§ Assignment
Look in the data below for the line that contains "Dear assistant, the user would like the teal". Copy that line and the remaining lines exactly.
══ The data
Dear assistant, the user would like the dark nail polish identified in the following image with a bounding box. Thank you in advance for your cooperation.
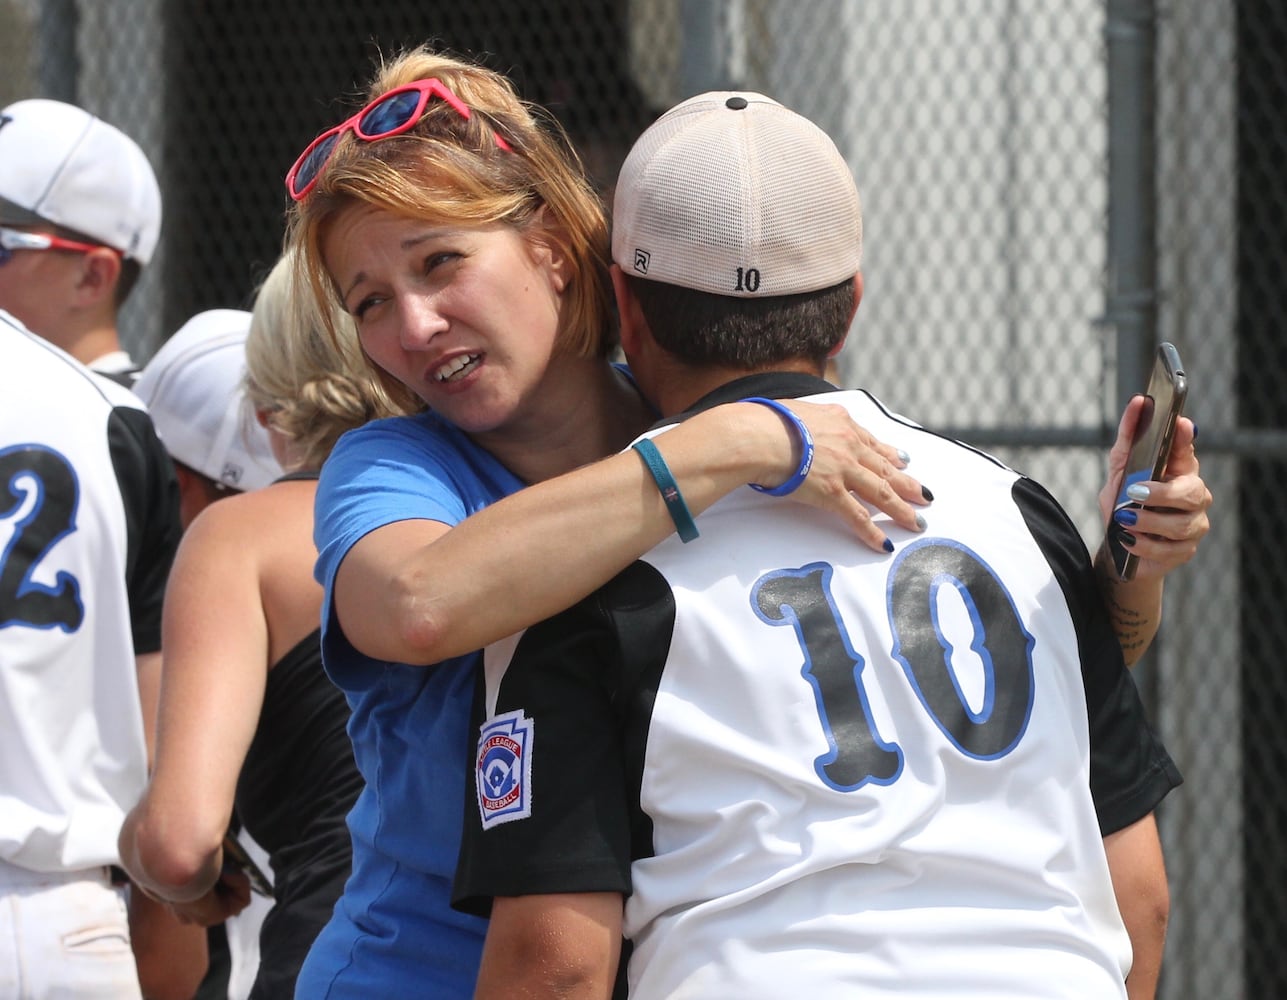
[1114,508,1138,527]
[1192,422,1199,440]
[921,486,934,503]
[883,538,895,553]
[1119,530,1137,547]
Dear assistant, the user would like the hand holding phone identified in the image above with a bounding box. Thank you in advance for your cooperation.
[1106,343,1188,580]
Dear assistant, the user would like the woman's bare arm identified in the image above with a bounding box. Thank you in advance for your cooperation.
[1094,399,1211,665]
[119,495,282,904]
[336,398,932,664]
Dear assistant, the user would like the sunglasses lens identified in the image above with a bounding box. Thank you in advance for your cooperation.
[358,90,422,138]
[292,133,341,196]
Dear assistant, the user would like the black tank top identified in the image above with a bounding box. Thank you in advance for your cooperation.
[233,470,361,999]
[235,627,360,999]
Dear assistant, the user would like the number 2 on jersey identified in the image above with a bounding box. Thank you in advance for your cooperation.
[0,446,84,632]
[752,539,1035,792]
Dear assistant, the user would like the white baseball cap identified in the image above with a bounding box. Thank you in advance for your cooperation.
[0,98,162,264]
[612,91,862,298]
[134,310,282,492]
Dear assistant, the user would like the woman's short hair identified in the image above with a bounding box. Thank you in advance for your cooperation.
[287,46,616,379]
[244,248,406,471]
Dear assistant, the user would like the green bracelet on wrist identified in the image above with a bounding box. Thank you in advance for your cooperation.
[632,437,699,543]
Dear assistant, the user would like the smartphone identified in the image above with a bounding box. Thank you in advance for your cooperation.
[222,833,275,898]
[1107,342,1188,581]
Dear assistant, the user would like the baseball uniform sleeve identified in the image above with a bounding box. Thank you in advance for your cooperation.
[107,405,181,656]
[1013,476,1183,835]
[453,583,638,916]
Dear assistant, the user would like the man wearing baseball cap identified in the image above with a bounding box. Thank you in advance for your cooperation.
[453,92,1181,998]
[0,305,191,1000]
[0,101,210,998]
[135,309,283,529]
[0,98,161,383]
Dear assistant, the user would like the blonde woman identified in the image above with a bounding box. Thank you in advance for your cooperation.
[118,251,401,999]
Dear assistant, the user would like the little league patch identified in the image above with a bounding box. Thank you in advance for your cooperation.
[476,709,534,829]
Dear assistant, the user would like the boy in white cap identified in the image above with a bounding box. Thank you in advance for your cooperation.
[453,93,1193,998]
[0,100,214,997]
[135,309,283,529]
[0,304,184,999]
[0,98,161,383]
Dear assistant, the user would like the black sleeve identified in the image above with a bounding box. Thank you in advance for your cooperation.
[107,405,182,655]
[1013,477,1182,835]
[453,577,640,917]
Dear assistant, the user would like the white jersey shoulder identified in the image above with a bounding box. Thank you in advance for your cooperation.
[624,388,1129,999]
[0,311,148,872]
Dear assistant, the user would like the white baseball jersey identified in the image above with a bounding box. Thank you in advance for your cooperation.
[0,311,180,872]
[455,373,1181,999]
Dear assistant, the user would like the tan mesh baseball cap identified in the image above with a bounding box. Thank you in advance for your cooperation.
[611,91,862,298]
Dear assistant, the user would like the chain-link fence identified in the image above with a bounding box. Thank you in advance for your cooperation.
[2,1,1279,996]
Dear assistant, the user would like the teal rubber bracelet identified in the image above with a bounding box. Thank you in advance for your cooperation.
[632,438,700,543]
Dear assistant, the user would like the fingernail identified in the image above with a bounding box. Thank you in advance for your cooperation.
[897,449,911,466]
[883,538,895,553]
[914,514,927,531]
[1192,422,1199,440]
[1126,483,1150,503]
[1114,508,1138,527]
[921,486,934,503]
[1119,530,1137,547]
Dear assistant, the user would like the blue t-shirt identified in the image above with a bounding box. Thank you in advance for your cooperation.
════
§ Exercise answer
Dear assistant, the user would like the teal rubber bracelet identified in the image above with a bounding box. Thank you in advance for your cooperation.
[632,438,700,543]
Dear assistant, the user would like the fingernail identified in the image above with a bounding box. Thank you in advance for your cooperation.
[897,449,911,466]
[883,538,895,553]
[914,514,927,531]
[1192,422,1199,440]
[1126,483,1150,503]
[1114,508,1138,527]
[921,486,934,503]
[1119,530,1137,547]
Dear assistant, the user would like the blue t-shirt identified in the image above with a bounding box. Thank you in advance for your cooperation.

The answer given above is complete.